« David Cameron et Barack Obama, lors de leur discussion de samedi, ont jugé que les attaques présumées à l’arme chimique du régime d’Assad ont entériné le conflit dans une nouvelle phase méritant une « sérieuse riposte ». L’Occident pourrait donc déclencher une intervention militaire en Syrie.
Lors d’une conversation téléphonique de 40 minutes, les deux chefs d’États auraient conclu que le régime de Bachar el-Assad était très certainement responsable de l’attaque qui aurait tué près de 1 400 civils à Damas, en milieu de semaine dernière. » … « Le ministre français des Affaires étrangères, Laurent Fabius, a déclaré samedi que «toutes les informations dont nous disposons convergent pour dire qu’il y a eu un massacre chimique près de Damas et que c’est le [régime de Bachar el-Assad] qui en est à l’origine. »
Mais… « Avant d’en tirer des conclusions hâtives, nous devrions tenir compte du motif : le régime syrien au pouvoir a toutes les raisons d’éviter le recours aux armes chimiques et biologiques puisque l’utilisation d’ADM précipitera l’évidente action militaire des États-Unis et de leurs alliés. Pourquoi le régime de Bachar el-Assad provoquerait-il des attaques extérieures alors qu’il est en guerre intérieure contre les forces rebelles et étrangères (dont certaines sont rattachées à Al-Qaïda) qui sont, elles, déjà financées et soutenues par les pays occidentaux ? Les États-Unis, leurs alliés et ces mêmes forces d’opposition ont cependant toutes les raisons de lancer les États-Unis dans un conflit ouvert sur le sol syrien. En effet, les États-Unis sont de nouveau résolus à éliminer un gouvernement hostile à l’hégémonie américaine mais sans intervention directe des forces armées américaines, les rebelles ne peuvent espérer gagner cette guerre civile sanglante.
Qui croire ?
Les images de femmes et d’enfants morts ou mourants présentant des signes d’empoisonnement chimique qui sont continuellement diffusées à la télévision ont pour but de révolter l’opinion « Que quelqu’un agisse, et vite ! ». En effet, « les forces navales américaines se rapprochent de la Syrie et le président Obama réfléchit aux choix militaires envisageables pour répondre à l’utilisation présumée d’armes chimiques par le gouvernement d’Assad. »

• _Données affichées_
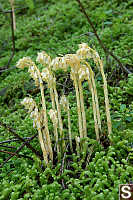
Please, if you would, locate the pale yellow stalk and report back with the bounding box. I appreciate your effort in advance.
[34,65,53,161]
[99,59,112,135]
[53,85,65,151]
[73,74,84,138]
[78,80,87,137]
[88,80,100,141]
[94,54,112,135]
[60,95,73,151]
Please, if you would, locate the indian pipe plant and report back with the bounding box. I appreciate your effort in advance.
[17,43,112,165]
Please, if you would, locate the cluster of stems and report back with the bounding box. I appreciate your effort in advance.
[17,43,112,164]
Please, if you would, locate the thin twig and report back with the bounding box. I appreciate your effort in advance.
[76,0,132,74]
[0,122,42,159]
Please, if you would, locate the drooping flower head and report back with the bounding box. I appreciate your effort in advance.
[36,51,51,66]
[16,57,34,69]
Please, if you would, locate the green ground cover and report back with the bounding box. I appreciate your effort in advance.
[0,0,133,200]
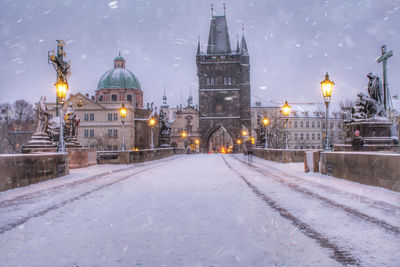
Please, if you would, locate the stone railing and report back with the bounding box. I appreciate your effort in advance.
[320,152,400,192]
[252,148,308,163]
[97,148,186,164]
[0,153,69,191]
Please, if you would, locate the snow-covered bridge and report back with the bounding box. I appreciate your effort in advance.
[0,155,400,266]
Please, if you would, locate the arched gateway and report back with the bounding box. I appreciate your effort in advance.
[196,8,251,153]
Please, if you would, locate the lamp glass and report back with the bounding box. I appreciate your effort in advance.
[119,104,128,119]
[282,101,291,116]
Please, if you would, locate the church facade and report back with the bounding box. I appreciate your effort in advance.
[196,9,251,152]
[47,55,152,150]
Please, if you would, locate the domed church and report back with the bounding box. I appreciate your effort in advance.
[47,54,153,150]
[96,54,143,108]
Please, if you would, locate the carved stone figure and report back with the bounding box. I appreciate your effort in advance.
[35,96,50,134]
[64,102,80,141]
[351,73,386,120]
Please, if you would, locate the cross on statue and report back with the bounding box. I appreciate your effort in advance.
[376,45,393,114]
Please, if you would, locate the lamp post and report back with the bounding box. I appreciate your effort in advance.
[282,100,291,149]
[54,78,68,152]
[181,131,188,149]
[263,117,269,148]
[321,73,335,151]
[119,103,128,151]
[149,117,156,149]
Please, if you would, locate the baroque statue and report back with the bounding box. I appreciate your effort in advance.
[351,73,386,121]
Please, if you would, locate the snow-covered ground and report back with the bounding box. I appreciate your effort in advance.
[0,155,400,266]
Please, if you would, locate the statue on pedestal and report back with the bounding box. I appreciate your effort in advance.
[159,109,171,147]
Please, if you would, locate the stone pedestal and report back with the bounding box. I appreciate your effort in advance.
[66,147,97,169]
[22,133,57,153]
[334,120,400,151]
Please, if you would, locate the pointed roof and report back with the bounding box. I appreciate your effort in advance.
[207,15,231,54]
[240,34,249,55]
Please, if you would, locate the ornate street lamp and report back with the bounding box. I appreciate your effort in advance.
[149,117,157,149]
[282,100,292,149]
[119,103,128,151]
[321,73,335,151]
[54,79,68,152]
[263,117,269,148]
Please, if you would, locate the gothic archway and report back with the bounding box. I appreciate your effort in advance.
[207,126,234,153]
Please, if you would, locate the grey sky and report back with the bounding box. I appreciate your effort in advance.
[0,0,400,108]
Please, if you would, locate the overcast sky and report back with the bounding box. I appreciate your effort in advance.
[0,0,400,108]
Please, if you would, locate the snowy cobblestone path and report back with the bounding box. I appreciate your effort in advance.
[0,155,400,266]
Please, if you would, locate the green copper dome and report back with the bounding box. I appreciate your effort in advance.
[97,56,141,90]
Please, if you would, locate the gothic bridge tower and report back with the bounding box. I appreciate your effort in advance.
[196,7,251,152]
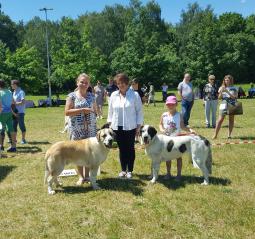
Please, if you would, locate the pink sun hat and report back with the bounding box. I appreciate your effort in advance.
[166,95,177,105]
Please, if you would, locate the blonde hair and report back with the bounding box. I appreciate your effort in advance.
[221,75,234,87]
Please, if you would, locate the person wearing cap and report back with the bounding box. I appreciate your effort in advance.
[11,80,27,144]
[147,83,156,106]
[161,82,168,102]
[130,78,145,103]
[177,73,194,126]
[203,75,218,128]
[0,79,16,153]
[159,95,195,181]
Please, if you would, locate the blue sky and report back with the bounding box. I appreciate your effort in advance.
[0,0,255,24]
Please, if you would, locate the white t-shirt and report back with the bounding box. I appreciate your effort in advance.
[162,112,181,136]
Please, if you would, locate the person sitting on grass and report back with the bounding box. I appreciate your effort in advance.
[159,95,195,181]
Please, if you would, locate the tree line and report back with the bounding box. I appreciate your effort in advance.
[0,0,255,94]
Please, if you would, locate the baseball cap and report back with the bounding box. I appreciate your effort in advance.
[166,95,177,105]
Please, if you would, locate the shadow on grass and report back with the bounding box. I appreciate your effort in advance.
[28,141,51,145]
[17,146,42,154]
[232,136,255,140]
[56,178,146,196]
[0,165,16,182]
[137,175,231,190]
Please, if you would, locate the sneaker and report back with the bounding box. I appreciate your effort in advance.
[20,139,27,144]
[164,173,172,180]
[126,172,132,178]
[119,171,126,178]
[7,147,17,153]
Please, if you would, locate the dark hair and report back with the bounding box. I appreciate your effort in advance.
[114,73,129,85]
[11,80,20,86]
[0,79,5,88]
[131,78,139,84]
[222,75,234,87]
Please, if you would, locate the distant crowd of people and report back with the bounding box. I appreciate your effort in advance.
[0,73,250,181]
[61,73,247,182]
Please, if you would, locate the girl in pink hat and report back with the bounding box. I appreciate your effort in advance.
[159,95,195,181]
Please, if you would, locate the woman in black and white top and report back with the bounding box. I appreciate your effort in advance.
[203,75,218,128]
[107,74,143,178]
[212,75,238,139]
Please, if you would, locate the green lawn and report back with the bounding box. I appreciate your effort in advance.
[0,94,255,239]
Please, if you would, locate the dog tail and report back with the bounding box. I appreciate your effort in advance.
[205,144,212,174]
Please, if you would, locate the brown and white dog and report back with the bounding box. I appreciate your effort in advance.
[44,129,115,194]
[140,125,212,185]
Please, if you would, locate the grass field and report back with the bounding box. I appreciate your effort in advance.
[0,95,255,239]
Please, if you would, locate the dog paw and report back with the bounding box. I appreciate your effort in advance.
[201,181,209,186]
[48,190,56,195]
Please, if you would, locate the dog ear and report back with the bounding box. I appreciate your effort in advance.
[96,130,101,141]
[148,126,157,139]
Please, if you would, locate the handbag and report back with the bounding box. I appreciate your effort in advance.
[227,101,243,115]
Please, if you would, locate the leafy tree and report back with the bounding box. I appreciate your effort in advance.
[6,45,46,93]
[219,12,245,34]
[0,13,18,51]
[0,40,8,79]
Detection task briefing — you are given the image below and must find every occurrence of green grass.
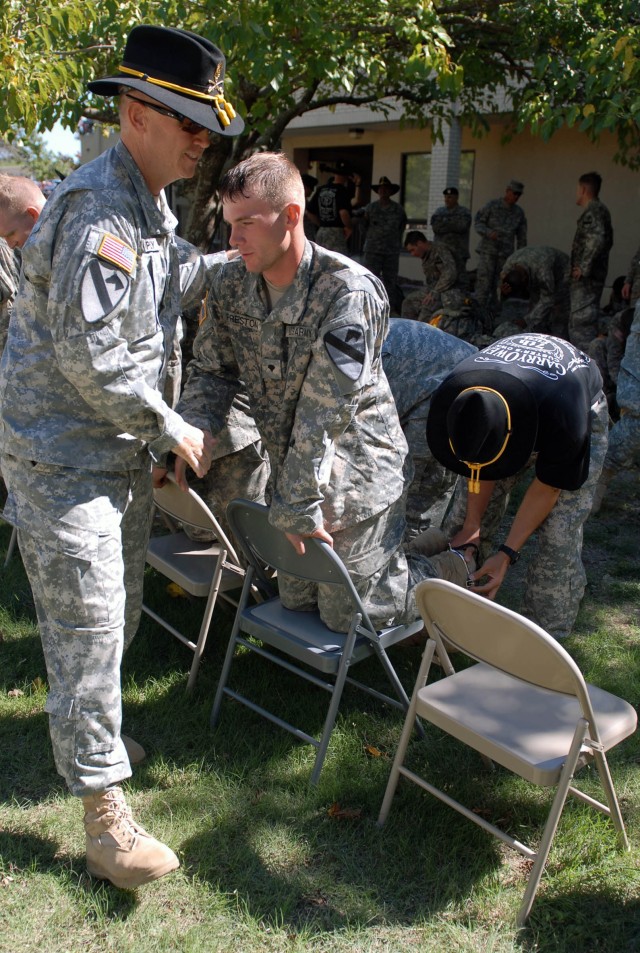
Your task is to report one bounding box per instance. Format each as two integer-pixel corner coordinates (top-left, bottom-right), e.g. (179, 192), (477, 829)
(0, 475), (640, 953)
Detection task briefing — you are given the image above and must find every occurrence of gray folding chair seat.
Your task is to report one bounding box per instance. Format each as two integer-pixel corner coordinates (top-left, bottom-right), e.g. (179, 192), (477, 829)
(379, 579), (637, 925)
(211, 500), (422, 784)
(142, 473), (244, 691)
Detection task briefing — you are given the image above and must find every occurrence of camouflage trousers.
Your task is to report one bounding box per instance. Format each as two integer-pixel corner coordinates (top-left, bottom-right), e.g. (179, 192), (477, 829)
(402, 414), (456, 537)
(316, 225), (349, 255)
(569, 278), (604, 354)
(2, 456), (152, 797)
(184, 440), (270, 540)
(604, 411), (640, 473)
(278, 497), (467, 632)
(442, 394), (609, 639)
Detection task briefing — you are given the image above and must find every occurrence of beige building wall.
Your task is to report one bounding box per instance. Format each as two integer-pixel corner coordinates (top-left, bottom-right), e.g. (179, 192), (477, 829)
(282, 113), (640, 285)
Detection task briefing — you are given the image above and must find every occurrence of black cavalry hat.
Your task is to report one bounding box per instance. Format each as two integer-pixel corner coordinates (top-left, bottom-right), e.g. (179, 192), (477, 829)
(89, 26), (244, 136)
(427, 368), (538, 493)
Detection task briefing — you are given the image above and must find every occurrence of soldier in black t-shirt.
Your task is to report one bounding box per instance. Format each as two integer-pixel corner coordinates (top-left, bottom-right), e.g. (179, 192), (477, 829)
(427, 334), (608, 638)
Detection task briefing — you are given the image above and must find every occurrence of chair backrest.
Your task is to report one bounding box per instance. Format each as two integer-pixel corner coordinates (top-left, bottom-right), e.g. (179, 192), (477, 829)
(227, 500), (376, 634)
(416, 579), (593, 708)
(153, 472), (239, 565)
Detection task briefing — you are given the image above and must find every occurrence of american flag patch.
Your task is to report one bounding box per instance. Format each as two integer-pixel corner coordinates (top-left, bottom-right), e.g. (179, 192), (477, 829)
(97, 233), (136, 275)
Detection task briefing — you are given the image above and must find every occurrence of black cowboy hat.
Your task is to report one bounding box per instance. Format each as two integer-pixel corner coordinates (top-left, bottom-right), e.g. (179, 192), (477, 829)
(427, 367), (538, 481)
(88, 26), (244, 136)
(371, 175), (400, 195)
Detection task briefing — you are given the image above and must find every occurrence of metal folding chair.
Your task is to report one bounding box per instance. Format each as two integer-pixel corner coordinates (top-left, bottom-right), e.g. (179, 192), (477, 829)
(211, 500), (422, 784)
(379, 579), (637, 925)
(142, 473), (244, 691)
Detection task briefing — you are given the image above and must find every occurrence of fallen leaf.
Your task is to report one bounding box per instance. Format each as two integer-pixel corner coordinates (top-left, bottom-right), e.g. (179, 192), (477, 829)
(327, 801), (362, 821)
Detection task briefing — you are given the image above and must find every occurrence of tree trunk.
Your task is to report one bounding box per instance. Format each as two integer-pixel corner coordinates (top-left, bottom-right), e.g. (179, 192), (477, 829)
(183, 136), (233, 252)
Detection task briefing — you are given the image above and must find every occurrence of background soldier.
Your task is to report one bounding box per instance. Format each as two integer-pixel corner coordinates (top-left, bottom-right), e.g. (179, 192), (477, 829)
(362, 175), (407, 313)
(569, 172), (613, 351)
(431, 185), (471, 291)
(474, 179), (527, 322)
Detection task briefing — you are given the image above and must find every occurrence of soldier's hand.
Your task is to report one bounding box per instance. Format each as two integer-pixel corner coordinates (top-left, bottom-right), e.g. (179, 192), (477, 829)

* * *

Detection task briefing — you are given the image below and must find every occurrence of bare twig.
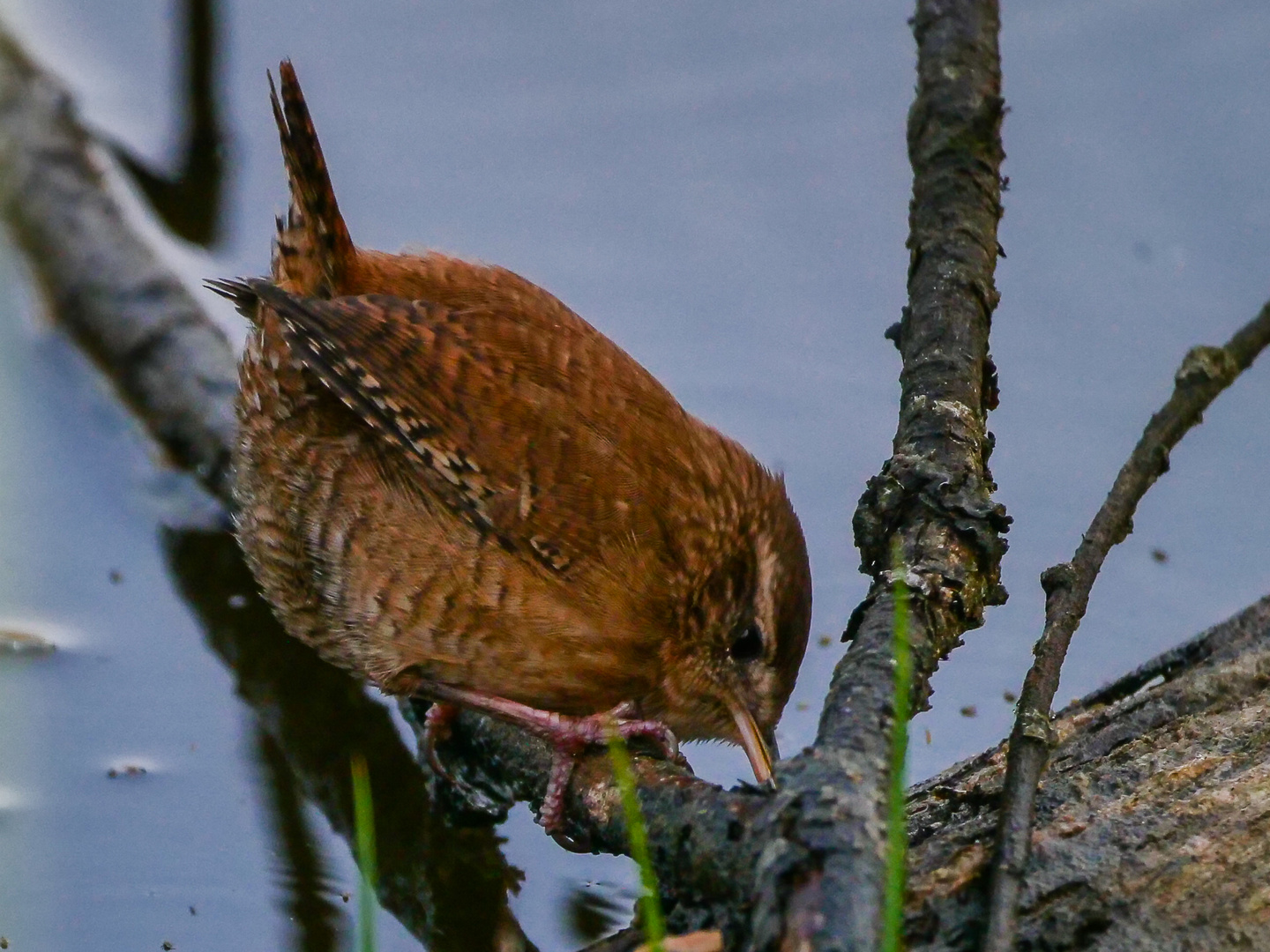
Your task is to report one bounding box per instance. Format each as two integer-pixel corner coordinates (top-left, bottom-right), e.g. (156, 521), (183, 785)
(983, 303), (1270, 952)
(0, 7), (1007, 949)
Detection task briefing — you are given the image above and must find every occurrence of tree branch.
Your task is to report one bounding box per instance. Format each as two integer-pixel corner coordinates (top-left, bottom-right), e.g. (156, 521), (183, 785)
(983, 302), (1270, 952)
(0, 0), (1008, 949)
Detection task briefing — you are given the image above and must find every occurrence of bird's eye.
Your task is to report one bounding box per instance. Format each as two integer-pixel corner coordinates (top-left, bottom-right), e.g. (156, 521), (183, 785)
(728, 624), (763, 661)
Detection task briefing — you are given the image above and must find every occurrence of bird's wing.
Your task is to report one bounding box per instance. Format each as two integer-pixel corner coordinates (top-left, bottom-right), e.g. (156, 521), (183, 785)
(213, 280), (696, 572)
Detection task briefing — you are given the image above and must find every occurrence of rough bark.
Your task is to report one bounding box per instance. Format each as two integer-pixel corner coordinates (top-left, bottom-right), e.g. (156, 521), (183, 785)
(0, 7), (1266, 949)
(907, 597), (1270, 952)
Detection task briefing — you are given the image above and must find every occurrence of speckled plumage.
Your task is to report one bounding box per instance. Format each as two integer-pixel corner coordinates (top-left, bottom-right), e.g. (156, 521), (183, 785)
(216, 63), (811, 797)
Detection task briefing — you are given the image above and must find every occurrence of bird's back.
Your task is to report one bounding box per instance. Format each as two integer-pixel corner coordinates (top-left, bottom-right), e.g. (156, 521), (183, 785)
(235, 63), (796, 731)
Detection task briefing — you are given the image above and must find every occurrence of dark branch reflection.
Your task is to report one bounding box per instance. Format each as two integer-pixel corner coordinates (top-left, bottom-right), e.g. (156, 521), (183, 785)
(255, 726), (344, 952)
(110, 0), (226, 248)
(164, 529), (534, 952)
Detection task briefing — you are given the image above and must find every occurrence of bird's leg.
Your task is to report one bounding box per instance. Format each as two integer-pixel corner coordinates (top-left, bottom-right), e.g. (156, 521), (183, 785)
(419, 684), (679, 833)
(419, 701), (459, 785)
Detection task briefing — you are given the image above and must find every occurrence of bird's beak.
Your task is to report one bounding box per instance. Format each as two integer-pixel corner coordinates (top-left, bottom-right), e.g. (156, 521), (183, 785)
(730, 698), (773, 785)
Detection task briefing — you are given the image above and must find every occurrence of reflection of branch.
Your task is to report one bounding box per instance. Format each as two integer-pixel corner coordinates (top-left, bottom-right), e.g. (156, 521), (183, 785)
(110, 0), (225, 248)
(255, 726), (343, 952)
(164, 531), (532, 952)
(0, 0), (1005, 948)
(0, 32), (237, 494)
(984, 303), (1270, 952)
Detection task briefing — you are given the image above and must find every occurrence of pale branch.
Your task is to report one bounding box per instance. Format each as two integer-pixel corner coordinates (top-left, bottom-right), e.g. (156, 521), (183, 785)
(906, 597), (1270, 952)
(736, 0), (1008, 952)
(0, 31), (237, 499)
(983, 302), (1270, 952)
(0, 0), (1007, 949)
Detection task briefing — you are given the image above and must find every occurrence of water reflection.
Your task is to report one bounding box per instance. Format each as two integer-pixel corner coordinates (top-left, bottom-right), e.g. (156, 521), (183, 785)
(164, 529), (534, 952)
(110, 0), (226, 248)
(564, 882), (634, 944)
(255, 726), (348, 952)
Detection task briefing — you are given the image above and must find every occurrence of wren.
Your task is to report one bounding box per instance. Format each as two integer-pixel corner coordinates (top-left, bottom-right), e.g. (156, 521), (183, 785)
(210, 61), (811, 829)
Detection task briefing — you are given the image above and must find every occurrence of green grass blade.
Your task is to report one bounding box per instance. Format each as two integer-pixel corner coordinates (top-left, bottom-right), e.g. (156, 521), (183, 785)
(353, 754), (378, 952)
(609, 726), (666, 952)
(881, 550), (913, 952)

• _Votre tâche_
Poursuivez le texte sur une possible intervention militaire en Syrie, à partir de sa dernière phrase.

• _Zone de réponse_
La prudence peu caractéristique de l’Occident à s’engager plutôt que l’habituel refrain « tirer d’abord, poser les questions ensuite », dénoterait-elle une certaine lassitude due aux leçons tirées en Afghanistan, en Lybie ou encore en Iraq… ? Ou bien est-ce simplement la conséquence de l’alliance de la Syrie et de la Russie qui récuse formellement toute intervention ?
« La première victime d’une guerre, c’est la vérité »
Cette citation, dont la paternité est assez ironiquement controversée, convient tout à fait à la situation syrienne. Chaque camp accuse l’autre de ses propres atrocités. Alex Thompson, journaliste sur la chaîne britannique Channel 4 a d’ores-et-déjà révélé que les rebelles l’avaient piégé pour l’abattre et faire en sorte que le gouvernement semble responsable. Une expérience partagée par d’autres selon les tweets qu’il a reçus.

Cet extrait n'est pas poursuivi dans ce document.